## Brano estratto:
Il 10 giugno scorso, con una “cerimonia virtuale”, la Primo Ministro del Bangladesh ha inaugurato 50 “moschee modello”, le prime di 560 progettate per celebrare i 50 anni di indipendenza del Bangladesh, nonché dei 100 anni dalla nascita di Sheikh Mujibur Rahman, “Padre della Patria” (e padre della Primo Ministro). Le moschee sono interamente finanziate dal governo, che ha ricevuto rilevanti contributi di vari paesi islamici, e hanno tutte una struttura architettonica e decorativa uguale. Sono belle, eleganti, danno un’impressione di luminosità. La pandemia ha costretto a contenere l’entusiasmo della celebrazione, ma progetti come questo, o come la donazione di una casetta di due stanze a un milione di famiglie povere, vengono mantenuti, nonostante gli “immancabili” episodi di corruzione.
Di solito, una moschea consiste in un’aula di preghiera, vuota e senza decorazioni, con una nicchia interna orientata verso La Mecca, nella cui direzione bisogna pregare. Su questo non si fanno eccezioni. Ci sono inoltre spazi per le abluzioni da compiere prima della preghiera, qualche aula per la scuola coranica ai bambini, servizi igienici. Spesso, nello stesso edificio si vedono anche negozi di vario tipo che, presumo, con gli affitti contribuiscono al mantenimento della struttura e di chi vi opera.

## Dati registrati:
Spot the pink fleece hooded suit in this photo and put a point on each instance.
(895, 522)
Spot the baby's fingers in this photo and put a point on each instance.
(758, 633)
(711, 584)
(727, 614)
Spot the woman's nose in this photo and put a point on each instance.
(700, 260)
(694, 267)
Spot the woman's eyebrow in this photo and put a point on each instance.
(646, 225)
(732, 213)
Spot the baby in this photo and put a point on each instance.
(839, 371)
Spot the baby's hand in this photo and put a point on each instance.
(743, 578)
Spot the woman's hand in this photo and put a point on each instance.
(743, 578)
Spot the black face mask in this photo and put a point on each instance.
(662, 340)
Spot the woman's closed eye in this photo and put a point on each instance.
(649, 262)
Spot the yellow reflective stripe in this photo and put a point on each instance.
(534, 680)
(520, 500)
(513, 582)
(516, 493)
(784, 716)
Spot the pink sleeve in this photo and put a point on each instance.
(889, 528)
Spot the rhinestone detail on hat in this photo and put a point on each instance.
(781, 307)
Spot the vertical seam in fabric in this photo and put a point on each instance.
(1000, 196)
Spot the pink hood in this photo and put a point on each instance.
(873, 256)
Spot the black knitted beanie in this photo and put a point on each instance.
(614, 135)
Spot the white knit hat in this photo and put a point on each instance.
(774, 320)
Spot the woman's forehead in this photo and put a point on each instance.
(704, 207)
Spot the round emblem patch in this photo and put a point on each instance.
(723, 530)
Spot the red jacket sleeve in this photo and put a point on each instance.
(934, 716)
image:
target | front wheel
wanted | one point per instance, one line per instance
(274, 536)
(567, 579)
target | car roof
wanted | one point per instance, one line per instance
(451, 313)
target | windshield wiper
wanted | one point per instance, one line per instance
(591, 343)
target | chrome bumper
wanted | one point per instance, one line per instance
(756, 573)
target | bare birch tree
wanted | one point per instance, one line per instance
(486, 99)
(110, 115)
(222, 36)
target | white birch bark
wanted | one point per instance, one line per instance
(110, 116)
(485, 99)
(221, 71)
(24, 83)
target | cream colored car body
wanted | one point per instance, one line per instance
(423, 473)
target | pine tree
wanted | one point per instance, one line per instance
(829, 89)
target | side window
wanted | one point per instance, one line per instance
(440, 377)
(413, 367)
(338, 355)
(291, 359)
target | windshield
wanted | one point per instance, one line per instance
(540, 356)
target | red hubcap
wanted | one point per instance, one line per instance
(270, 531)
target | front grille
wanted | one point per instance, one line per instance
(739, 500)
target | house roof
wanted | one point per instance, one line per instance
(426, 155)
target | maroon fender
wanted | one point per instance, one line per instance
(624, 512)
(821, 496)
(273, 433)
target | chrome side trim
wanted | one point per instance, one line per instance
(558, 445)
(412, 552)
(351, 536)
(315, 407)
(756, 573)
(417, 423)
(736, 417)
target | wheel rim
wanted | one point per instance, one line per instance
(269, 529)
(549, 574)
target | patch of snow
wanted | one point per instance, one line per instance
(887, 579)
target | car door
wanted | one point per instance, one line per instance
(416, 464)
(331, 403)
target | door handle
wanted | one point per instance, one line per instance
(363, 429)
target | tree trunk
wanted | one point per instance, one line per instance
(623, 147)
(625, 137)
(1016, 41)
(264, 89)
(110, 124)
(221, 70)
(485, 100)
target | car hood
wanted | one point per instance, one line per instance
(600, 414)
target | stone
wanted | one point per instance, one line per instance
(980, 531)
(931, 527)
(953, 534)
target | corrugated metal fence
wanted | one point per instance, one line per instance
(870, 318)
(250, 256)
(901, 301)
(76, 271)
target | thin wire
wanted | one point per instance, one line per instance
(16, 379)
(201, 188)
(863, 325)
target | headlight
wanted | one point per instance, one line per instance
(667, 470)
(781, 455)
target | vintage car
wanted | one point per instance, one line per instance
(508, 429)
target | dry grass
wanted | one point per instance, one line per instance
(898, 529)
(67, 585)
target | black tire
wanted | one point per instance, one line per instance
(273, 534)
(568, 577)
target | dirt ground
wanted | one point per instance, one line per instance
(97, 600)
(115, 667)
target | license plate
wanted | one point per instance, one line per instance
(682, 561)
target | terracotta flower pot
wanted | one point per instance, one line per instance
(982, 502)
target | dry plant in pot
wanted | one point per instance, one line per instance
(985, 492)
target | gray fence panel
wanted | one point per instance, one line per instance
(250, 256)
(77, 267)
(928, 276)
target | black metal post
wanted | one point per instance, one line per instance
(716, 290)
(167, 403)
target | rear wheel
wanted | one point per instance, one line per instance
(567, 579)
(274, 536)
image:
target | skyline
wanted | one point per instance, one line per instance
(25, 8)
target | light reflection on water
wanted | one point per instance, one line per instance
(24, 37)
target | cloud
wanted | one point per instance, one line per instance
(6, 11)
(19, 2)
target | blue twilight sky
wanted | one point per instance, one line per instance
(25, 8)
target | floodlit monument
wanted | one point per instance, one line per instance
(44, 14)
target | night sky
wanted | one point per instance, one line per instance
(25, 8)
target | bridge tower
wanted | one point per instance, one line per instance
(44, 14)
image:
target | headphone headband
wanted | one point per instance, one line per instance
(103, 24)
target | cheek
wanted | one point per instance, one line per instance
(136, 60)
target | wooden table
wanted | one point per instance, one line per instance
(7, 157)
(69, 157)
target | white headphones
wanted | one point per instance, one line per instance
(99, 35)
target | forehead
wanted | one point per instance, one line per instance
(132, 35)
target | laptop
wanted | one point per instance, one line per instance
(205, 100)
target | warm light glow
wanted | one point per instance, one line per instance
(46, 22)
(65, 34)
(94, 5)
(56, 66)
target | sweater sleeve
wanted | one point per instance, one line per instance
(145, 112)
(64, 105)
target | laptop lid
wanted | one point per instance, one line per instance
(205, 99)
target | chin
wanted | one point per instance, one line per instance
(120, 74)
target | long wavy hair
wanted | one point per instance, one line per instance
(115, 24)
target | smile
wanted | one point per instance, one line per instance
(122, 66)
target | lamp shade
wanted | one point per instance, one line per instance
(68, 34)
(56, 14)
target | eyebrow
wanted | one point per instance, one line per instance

## Consegna:
Riscrivi come elenco puntato il paragrafo del brano sulle moschee modello che inizia con «Di solito, una moschea consiste», mantenendone i fatti principali.

## Risposta all'esercizio:
- Una moschea consiste di solito in un'aula di preghiera vuota e senza decorazioni.
- L'aula ha una nicchia interna orientata verso La Mecca, la direzione in cui bisogna pregare, senza eccezioni.
- Ci sono spazi per le abluzioni da compiere prima della preghiera.
- Ci sono anche alcune aule per la scuola coranica dei bambini e servizi igienici.
- Spesso lo stesso edificio ospita negozi di vario tipo. Chi scrive presume che i loro affitti contribuiscano al mantenimento della struttura e di chi vi opera.